-- start Rows --

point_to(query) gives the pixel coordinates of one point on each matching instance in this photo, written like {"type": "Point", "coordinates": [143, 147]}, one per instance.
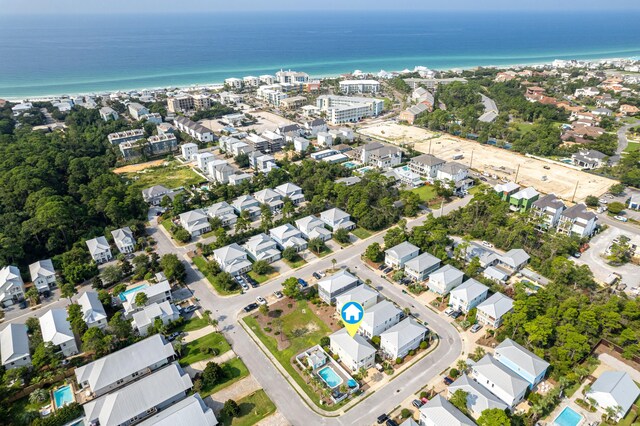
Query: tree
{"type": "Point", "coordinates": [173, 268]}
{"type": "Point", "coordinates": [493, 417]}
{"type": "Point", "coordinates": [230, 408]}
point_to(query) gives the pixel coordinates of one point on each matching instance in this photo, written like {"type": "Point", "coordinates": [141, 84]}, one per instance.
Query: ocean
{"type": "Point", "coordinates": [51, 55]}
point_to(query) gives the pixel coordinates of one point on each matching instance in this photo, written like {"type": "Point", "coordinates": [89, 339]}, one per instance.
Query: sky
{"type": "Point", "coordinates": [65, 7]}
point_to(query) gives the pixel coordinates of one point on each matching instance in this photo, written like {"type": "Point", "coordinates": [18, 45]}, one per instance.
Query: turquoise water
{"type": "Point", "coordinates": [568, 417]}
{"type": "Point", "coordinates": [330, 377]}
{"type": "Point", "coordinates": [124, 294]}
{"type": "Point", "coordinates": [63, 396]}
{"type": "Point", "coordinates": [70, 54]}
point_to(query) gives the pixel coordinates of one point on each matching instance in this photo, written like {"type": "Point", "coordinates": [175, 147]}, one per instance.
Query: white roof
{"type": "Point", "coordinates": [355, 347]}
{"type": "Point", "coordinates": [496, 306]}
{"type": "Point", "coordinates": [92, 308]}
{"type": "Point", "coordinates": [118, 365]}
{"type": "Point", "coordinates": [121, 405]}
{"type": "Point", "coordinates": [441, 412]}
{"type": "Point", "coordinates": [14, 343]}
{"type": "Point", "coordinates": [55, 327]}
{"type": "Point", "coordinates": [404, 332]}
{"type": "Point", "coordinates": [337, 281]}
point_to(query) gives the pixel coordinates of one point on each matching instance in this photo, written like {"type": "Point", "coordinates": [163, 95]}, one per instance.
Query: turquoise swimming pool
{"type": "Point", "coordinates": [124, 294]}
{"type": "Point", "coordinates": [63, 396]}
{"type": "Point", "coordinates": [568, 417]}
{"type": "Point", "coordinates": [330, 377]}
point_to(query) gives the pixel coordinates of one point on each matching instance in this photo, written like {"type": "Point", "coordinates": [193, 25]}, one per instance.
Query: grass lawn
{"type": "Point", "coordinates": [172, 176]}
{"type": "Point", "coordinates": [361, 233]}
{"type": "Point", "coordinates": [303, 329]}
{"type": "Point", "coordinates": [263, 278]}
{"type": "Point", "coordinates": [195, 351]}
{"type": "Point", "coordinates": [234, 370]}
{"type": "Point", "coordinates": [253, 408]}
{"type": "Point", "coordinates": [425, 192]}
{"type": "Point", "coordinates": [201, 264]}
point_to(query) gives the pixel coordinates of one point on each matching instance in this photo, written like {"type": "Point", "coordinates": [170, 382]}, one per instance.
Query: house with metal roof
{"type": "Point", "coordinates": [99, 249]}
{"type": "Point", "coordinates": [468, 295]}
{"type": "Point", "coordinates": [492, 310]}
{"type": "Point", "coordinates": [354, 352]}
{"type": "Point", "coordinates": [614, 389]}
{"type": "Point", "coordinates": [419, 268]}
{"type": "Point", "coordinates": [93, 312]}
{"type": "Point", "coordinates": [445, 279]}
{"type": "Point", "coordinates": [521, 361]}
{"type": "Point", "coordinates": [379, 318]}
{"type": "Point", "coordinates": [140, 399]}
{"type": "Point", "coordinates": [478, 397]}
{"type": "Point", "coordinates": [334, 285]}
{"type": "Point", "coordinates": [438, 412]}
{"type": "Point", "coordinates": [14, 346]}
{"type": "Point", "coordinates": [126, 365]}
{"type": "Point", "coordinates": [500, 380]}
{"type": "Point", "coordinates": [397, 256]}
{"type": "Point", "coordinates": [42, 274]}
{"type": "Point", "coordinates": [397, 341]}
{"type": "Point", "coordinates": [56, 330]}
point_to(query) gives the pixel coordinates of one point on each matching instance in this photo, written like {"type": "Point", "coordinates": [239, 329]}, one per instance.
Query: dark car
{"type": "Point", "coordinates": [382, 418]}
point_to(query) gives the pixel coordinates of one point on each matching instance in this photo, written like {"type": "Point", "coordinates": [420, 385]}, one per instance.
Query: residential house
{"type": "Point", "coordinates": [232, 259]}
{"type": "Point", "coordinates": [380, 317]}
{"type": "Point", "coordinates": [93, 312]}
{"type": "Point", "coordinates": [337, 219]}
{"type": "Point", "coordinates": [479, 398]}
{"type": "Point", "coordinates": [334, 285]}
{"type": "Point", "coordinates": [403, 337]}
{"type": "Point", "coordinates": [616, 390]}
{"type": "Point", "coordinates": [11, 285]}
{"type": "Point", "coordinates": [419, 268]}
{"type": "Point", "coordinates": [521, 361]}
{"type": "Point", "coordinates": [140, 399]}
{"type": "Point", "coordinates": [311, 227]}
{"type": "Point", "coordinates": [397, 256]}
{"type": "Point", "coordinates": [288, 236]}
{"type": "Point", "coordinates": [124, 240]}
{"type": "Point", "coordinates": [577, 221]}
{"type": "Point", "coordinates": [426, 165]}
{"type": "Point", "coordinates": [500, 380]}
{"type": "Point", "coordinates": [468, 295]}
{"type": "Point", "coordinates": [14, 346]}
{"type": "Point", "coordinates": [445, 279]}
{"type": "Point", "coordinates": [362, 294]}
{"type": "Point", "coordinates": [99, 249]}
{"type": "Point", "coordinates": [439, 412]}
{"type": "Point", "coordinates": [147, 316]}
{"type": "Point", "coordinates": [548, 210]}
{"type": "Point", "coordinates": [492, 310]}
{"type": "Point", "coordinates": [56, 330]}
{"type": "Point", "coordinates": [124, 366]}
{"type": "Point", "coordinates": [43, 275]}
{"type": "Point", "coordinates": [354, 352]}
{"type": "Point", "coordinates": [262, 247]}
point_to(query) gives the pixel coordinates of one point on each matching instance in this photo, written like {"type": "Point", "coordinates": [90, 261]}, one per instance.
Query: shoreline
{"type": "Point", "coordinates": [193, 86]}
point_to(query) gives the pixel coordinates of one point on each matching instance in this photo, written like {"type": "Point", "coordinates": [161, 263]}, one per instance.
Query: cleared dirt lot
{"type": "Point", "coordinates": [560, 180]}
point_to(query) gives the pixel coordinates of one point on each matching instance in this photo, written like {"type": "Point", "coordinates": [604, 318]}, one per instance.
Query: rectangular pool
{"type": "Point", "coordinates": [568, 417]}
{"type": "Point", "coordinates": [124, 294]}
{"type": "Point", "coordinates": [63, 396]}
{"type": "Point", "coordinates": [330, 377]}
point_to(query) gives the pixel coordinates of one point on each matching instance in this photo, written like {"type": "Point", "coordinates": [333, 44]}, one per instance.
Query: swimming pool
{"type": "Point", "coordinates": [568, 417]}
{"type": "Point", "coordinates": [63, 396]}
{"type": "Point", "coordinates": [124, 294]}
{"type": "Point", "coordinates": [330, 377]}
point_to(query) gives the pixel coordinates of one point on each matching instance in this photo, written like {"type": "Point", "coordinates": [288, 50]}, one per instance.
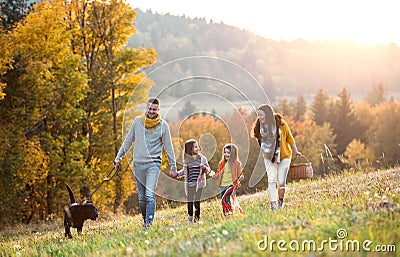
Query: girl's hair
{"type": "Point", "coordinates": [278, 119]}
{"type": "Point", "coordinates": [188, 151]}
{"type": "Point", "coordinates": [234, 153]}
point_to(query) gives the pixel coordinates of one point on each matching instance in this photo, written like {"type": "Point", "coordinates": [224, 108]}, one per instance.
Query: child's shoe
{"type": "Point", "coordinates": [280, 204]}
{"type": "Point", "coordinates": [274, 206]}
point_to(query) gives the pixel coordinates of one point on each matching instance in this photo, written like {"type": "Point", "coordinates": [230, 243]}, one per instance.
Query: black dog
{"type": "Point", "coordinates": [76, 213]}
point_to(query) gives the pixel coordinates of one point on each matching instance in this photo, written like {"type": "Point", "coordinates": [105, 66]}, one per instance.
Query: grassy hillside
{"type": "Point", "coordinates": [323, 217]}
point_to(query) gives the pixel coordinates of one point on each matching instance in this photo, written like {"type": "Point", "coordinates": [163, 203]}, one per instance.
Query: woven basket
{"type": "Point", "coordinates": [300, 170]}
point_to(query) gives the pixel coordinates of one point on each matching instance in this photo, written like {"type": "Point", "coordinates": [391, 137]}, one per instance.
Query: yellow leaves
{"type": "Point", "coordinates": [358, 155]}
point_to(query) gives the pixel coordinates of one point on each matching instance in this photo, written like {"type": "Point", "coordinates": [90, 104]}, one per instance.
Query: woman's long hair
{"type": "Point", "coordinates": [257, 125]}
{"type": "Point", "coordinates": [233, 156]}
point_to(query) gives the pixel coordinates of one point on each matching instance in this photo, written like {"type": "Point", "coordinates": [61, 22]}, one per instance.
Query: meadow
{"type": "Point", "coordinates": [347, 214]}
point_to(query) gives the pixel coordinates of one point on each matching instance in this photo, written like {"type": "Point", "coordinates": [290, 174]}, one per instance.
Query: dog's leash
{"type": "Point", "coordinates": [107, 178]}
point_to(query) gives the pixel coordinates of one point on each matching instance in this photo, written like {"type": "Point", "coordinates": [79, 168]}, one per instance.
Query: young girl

-- end Rows --

■ **What is required**
Count the lines in the records above that contain the string "roof", and reply with that number alone.

■ **Task answer**
2